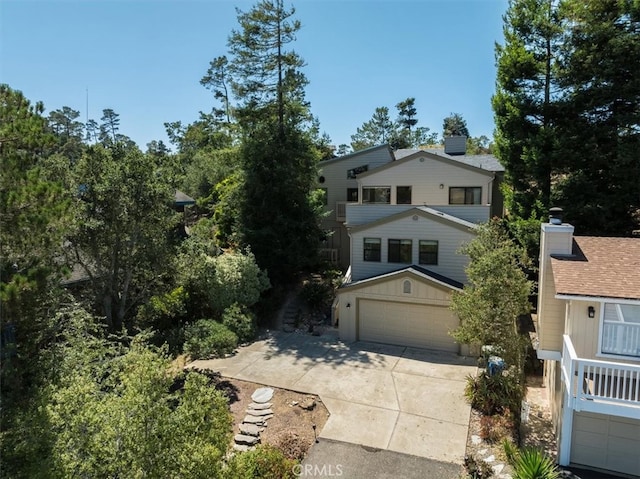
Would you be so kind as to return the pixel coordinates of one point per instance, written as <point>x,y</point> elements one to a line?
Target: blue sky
<point>144,59</point>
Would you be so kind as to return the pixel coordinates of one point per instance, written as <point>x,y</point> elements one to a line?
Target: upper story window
<point>376,194</point>
<point>325,195</point>
<point>372,249</point>
<point>403,195</point>
<point>399,251</point>
<point>621,329</point>
<point>428,252</point>
<point>351,174</point>
<point>465,195</point>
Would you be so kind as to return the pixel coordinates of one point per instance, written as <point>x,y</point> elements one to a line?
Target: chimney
<point>556,238</point>
<point>555,216</point>
<point>455,145</point>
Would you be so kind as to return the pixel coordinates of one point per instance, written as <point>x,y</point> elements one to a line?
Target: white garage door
<point>420,326</point>
<point>606,442</point>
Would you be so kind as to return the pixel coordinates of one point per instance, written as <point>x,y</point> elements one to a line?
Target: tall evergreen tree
<point>279,158</point>
<point>526,104</point>
<point>601,191</point>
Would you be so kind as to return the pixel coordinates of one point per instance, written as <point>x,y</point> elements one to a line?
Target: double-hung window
<point>376,194</point>
<point>399,251</point>
<point>428,251</point>
<point>403,195</point>
<point>621,329</point>
<point>372,249</point>
<point>465,195</point>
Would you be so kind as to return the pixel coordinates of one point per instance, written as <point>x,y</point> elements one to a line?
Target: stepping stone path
<point>258,412</point>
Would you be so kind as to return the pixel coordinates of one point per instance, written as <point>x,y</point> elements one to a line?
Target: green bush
<point>316,294</point>
<point>532,463</point>
<point>264,462</point>
<point>207,338</point>
<point>241,322</point>
<point>495,394</point>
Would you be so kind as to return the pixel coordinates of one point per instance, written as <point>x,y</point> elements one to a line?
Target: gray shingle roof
<point>485,162</point>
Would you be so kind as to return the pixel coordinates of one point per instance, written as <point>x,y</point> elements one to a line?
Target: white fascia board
<point>596,299</point>
<point>548,355</point>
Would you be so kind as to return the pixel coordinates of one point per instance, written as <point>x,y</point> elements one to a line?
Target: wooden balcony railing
<point>600,386</point>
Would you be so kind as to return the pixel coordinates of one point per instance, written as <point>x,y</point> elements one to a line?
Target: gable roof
<point>182,199</point>
<point>357,153</point>
<point>423,211</point>
<point>599,267</point>
<point>480,162</point>
<point>414,270</point>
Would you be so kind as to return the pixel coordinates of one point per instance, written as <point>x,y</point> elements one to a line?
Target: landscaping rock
<point>262,395</point>
<point>259,420</point>
<point>248,440</point>
<point>259,412</point>
<point>308,404</point>
<point>250,429</point>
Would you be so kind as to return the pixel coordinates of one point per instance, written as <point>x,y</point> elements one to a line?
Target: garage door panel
<point>422,326</point>
<point>607,442</point>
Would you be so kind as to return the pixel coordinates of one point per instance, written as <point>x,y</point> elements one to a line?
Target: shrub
<point>264,462</point>
<point>316,294</point>
<point>207,338</point>
<point>292,446</point>
<point>241,322</point>
<point>477,468</point>
<point>495,428</point>
<point>532,463</point>
<point>491,395</point>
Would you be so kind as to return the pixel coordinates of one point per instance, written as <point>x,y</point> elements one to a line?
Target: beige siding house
<point>589,337</point>
<point>337,177</point>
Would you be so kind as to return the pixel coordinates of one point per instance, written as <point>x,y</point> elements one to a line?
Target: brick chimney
<point>455,145</point>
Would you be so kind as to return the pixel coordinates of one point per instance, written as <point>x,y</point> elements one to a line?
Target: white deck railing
<point>591,382</point>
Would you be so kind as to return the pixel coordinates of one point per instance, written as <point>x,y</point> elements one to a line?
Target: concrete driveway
<point>387,397</point>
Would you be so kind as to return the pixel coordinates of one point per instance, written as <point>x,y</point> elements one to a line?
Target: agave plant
<point>532,463</point>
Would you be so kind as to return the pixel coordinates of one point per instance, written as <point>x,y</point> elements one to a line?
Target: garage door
<point>606,442</point>
<point>420,326</point>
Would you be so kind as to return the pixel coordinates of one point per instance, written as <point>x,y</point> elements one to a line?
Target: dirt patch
<point>289,418</point>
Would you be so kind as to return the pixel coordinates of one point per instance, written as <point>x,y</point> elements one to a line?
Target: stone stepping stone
<point>250,429</point>
<point>262,395</point>
<point>259,412</point>
<point>248,440</point>
<point>254,420</point>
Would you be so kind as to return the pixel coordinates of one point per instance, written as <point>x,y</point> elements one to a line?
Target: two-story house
<point>405,229</point>
<point>589,336</point>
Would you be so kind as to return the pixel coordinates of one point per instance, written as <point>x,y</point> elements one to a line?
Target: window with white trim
<point>621,329</point>
<point>376,194</point>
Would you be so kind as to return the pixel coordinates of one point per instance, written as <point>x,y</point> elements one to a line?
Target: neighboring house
<point>406,223</point>
<point>589,336</point>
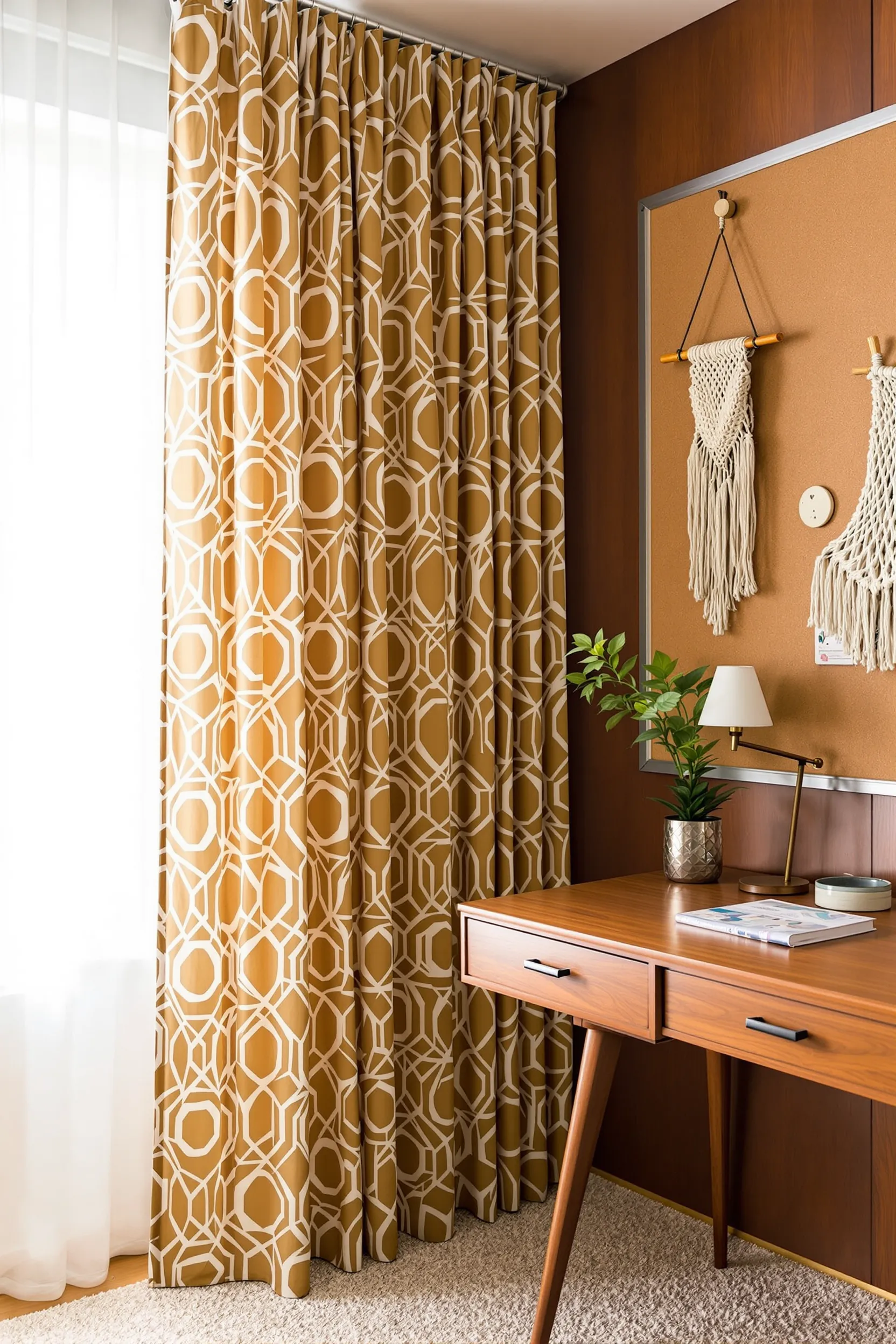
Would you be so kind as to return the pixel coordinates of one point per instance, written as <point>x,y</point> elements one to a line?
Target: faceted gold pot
<point>692,850</point>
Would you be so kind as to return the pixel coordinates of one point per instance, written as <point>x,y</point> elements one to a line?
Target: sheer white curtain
<point>82,225</point>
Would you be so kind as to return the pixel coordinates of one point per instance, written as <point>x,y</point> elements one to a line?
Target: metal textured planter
<point>692,850</point>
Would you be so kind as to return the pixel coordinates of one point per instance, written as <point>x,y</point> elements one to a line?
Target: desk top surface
<point>636,916</point>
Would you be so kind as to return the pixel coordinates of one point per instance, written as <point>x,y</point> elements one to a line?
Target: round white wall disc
<point>816,506</point>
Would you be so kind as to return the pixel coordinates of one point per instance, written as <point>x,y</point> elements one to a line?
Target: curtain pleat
<point>363,699</point>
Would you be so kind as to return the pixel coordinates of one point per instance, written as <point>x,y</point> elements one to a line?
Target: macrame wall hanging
<point>722,506</point>
<point>852,586</point>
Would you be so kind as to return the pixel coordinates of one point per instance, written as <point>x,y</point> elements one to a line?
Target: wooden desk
<point>631,971</point>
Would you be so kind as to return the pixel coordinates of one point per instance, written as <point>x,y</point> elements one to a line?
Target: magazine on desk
<point>777,921</point>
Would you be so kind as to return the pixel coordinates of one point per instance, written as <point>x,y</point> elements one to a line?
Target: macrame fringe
<point>860,616</point>
<point>722,508</point>
<point>852,585</point>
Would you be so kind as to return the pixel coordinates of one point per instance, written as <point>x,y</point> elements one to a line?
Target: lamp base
<point>773,885</point>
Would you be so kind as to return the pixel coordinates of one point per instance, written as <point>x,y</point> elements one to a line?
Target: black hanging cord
<point>734,270</point>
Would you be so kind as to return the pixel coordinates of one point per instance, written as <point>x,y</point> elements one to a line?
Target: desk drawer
<point>840,1050</point>
<point>601,988</point>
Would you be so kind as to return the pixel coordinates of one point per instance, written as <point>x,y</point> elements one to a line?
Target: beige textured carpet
<point>640,1275</point>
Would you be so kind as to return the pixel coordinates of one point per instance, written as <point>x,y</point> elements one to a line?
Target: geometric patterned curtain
<point>363,701</point>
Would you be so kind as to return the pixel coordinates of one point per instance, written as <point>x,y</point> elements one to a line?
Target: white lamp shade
<point>735,701</point>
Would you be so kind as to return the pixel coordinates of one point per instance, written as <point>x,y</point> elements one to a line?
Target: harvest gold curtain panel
<point>365,710</point>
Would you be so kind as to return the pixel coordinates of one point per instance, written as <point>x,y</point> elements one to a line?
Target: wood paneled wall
<point>813,1170</point>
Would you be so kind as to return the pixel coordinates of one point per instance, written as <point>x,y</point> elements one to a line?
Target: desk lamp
<point>735,697</point>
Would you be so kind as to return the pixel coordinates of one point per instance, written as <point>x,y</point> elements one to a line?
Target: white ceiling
<point>563,39</point>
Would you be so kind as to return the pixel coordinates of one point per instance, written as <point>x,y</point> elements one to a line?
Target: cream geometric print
<point>363,699</point>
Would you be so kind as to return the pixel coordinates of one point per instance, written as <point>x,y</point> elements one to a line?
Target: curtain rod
<point>410,37</point>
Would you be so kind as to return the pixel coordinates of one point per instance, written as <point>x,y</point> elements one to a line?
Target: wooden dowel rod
<point>873,345</point>
<point>750,343</point>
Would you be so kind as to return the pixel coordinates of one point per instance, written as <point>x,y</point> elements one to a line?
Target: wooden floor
<point>123,1270</point>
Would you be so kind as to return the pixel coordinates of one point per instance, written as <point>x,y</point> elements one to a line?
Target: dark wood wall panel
<point>883,1205</point>
<point>753,76</point>
<point>884,52</point>
<point>835,830</point>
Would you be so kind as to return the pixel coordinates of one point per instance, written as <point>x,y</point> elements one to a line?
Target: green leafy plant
<point>667,705</point>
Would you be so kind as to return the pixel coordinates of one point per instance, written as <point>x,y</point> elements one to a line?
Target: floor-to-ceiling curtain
<point>82,308</point>
<point>365,635</point>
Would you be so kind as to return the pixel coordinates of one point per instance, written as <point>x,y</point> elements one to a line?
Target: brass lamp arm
<point>737,741</point>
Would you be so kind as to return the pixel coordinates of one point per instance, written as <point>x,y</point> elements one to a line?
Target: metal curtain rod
<point>413,38</point>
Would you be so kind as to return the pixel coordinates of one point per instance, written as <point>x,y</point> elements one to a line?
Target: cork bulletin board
<point>815,242</point>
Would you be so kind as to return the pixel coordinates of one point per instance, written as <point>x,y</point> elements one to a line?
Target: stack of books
<point>777,921</point>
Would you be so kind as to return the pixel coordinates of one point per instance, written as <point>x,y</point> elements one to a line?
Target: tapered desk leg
<point>593,1089</point>
<point>719,1089</point>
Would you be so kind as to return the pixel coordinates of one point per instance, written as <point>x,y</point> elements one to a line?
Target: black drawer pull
<point>534,964</point>
<point>769,1027</point>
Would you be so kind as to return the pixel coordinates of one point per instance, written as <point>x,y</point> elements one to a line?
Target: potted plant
<point>668,706</point>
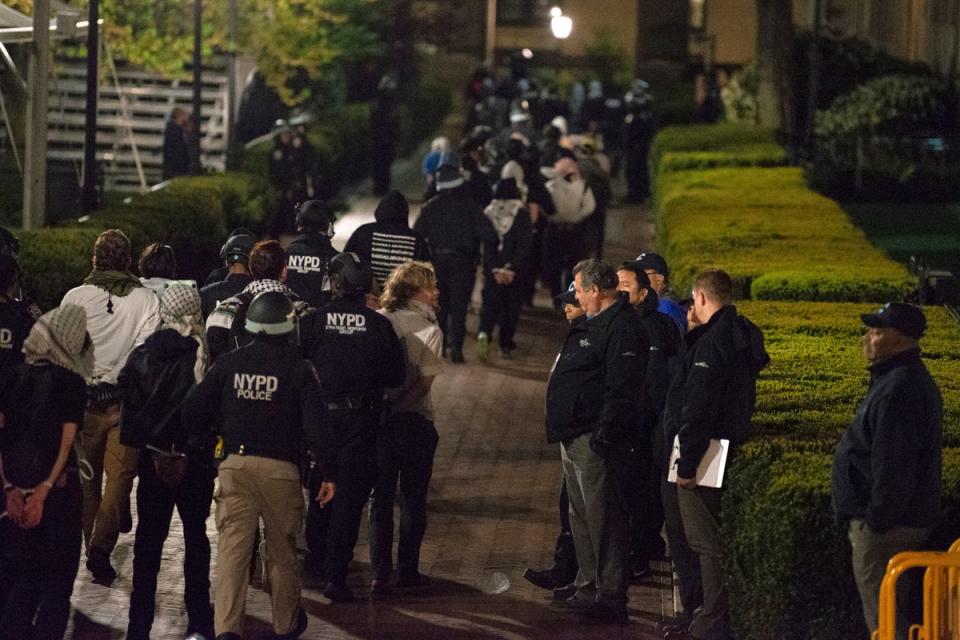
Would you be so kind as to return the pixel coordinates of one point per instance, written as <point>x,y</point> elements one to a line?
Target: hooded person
<point>506,253</point>
<point>389,241</point>
<point>175,466</point>
<point>42,402</point>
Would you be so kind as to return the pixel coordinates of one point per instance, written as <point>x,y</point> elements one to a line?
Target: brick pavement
<point>492,510</point>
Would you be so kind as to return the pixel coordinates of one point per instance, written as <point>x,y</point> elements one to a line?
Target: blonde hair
<point>405,282</point>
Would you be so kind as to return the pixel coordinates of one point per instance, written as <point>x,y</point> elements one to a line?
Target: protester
<point>41,408</point>
<point>121,314</point>
<point>887,466</point>
<point>175,467</point>
<point>593,409</point>
<point>357,356</point>
<point>267,400</point>
<point>309,254</point>
<point>405,453</point>
<point>505,256</point>
<point>389,241</point>
<point>711,397</point>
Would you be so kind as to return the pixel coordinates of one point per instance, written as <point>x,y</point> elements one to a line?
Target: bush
<point>788,563</point>
<point>776,238</point>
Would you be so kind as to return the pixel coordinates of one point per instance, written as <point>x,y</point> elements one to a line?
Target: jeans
<point>405,457</point>
<point>155,503</point>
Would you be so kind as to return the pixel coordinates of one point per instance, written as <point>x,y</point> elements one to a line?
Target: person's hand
<point>326,493</point>
<point>14,504</point>
<point>33,511</point>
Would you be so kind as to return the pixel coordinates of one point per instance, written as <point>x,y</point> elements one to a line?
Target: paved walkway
<point>492,509</point>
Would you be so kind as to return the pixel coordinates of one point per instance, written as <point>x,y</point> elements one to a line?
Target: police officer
<point>308,256</point>
<point>268,400</point>
<point>235,253</point>
<point>357,355</point>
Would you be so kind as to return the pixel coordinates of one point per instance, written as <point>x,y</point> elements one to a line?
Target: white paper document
<point>712,466</point>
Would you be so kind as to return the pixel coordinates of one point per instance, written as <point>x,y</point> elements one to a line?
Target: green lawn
<point>929,231</point>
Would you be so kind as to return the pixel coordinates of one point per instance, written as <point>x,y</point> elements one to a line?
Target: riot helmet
<point>314,216</point>
<point>271,313</point>
<point>350,275</point>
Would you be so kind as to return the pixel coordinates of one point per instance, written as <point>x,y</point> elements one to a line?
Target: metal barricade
<point>941,595</point>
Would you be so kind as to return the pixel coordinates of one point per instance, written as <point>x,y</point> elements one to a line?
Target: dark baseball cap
<point>655,262</point>
<point>569,296</point>
<point>905,318</point>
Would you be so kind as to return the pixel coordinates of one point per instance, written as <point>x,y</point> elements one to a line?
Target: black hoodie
<point>389,241</point>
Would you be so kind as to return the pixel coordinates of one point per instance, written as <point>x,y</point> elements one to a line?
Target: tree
<point>775,95</point>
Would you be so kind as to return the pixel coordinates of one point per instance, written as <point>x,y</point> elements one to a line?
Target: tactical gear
<point>271,313</point>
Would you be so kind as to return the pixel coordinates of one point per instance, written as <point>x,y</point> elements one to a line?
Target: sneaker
<point>483,346</point>
<point>338,592</point>
<point>545,579</point>
<point>98,563</point>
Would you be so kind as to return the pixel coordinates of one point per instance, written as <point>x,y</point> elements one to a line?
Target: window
<point>524,13</point>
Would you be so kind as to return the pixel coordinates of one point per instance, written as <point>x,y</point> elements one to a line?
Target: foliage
<point>739,97</point>
<point>891,105</point>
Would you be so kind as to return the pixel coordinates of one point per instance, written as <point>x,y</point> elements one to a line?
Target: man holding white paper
<point>711,399</point>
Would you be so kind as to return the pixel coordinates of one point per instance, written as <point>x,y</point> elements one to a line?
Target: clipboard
<point>712,466</point>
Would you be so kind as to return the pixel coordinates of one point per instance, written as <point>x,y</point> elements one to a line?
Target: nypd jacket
<point>593,386</point>
<point>308,268</point>
<point>153,384</point>
<point>714,393</point>
<point>267,399</point>
<point>886,468</point>
<point>354,349</point>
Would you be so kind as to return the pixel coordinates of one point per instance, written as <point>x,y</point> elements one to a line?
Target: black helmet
<point>237,248</point>
<point>315,215</point>
<point>350,275</point>
<point>271,313</point>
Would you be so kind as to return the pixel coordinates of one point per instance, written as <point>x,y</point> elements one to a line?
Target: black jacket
<point>308,268</point>
<point>593,386</point>
<point>267,399</point>
<point>389,241</point>
<point>887,466</point>
<point>354,349</point>
<point>153,384</point>
<point>517,245</point>
<point>213,294</point>
<point>714,393</point>
<point>453,223</point>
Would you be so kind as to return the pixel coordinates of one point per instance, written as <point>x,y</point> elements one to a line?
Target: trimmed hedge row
<point>776,237</point>
<point>193,215</point>
<point>788,565</point>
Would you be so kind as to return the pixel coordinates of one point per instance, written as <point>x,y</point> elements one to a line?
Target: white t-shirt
<point>422,341</point>
<point>116,324</point>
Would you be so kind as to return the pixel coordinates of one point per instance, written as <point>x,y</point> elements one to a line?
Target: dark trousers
<point>501,305</point>
<point>565,565</point>
<point>685,562</point>
<point>43,562</point>
<point>456,275</point>
<point>405,456</point>
<point>155,503</point>
<point>339,521</point>
<point>563,247</point>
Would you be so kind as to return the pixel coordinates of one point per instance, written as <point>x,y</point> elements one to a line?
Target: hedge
<point>788,564</point>
<point>737,209</point>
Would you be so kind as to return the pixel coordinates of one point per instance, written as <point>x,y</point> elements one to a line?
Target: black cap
<point>569,296</point>
<point>905,318</point>
<point>655,262</point>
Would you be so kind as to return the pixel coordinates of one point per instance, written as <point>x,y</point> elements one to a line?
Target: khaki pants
<point>250,488</point>
<point>104,512</point>
<point>871,553</point>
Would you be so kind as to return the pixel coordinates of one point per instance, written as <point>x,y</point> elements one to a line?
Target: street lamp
<point>560,24</point>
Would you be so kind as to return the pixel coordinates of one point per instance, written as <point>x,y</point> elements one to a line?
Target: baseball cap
<point>905,318</point>
<point>655,262</point>
<point>569,296</point>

_ _ _ _

= 課題 =
上の一覧から「door」という語を含む行をすべて抜き出し、そのまま列挙してください。

= 解答 =
Target: white garage door
Target: garage door panel
Target: garage door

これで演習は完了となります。